* **WHAT NEEDS TO BE DONE**: Set down the material once more, exactly as it appears.

──────── MATERIAL ────────

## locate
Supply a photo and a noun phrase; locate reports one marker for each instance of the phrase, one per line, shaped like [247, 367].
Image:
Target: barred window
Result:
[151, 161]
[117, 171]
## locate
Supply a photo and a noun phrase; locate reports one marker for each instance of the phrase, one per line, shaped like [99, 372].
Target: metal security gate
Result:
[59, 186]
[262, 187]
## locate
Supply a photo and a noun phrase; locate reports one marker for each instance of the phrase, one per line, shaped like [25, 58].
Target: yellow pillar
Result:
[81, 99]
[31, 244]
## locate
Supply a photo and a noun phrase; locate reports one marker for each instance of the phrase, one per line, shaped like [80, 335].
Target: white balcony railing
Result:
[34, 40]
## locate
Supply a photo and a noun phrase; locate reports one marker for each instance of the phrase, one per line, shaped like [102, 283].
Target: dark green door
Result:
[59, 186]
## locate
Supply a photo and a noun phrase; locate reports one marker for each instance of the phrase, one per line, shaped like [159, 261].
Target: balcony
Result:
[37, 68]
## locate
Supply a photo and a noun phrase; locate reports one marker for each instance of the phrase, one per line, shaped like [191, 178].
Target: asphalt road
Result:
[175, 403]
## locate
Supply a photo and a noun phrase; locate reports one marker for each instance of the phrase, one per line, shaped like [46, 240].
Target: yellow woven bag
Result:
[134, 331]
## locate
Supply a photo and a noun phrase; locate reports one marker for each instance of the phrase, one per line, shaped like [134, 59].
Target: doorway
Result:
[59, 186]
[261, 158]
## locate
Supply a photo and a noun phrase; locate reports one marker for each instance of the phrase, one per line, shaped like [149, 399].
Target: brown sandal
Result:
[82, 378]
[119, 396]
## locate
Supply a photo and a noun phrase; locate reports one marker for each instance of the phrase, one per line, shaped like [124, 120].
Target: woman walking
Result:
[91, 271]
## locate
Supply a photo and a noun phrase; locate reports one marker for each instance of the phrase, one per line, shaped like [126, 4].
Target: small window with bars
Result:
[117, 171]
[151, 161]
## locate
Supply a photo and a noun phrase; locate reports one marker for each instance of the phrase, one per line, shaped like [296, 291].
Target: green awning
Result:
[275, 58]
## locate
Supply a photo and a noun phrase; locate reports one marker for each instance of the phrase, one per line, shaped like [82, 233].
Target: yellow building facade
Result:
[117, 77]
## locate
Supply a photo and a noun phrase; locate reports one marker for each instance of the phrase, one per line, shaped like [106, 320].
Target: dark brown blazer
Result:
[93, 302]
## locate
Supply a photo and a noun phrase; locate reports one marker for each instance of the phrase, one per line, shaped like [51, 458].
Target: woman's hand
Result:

────────

* **COMPLETED EXERCISE**:
## locate
Supply a photo and a noun phrase; locate reports one marker for each instance of the phrase, one per line, shaped like [247, 367].
Image:
Target: barred window
Result:
[151, 161]
[117, 171]
## locate
Supply a photo and a noun phrase; locate reports one marker for each instance of the phrase, one per line, shaped like [99, 372].
Target: metal security gate
Result:
[59, 186]
[262, 187]
## locate
Supply a photo and a noun phrase; locate reports one marker for each instance of the phrase, one per line, shaped like [25, 58].
Target: yellow pillar
Result:
[81, 99]
[31, 244]
## locate
Supply a photo and a noun phrase; locate reports one marker for each instance of the phrase, one per line, shaped like [80, 335].
Target: white balcony railing
Result:
[34, 40]
## locate
Supply a photo and a noun phrase; locate reports one marker for each instance of the phrase, one per line, shaped like [102, 283].
Target: dark green door
Result:
[59, 186]
## locate
Supply a photo and a noun phrase; locate reports one marker for each instance of the phrase, one per line, shaped like [159, 261].
Target: balcony
Result:
[37, 68]
## locate
Supply a photo and a noun phrase; locate reports one marker for each instance of the phrase, one per line, shaped like [191, 178].
Target: asphalt road
Result:
[175, 403]
## locate
Supply a photo and a noun phrase; locate reports one marker for each instance of the phrase, one per line, shaped like [46, 240].
Target: yellow woven bag
Result:
[134, 331]
## locate
Supply a photo and a noun phrase; locate reports one marker for each instance of the phrase, one per line, shaped like [134, 59].
Target: doorway
Result:
[59, 186]
[261, 158]
## locate
Supply a photo and a noun phrase; locate reports one marker for each instance of the phrase, one per line, shaped like [149, 399].
Target: brown sandal
Result:
[82, 378]
[119, 396]
## locate
Supply a photo and a noun phrase; locate reports one marker for each instance of the phrase, one per line, shaped like [124, 120].
Target: woman walking
Result:
[91, 271]
## locate
Supply a photo and a noun phrase; locate reports one marker for each instance of the phrase, one per line, shaped like [126, 4].
Target: small window with bars
Result:
[117, 171]
[151, 161]
## locate
Supply a photo and a noun phrase; locate reports one marker for each instance of the phrase, one per line, shaped like [296, 291].
Target: green awning
Result:
[275, 58]
## locate
Supply a photo and a noun phrase; locate reports one marker for each instance of the phrase, one per line, shaped like [82, 233].
Target: yellow building facade
Result:
[117, 77]
## locate
Supply a photo and a noun phrase; locate reports one marker for each instance of the phrase, one per line, shaped like [106, 320].
Target: dark brown blazer
Result:
[93, 302]
## locate
Supply a photo and a noun phrase; locate reports one marker for each instance of the phrase, one per line, shaped like [51, 458].
Target: woman's hand
Result:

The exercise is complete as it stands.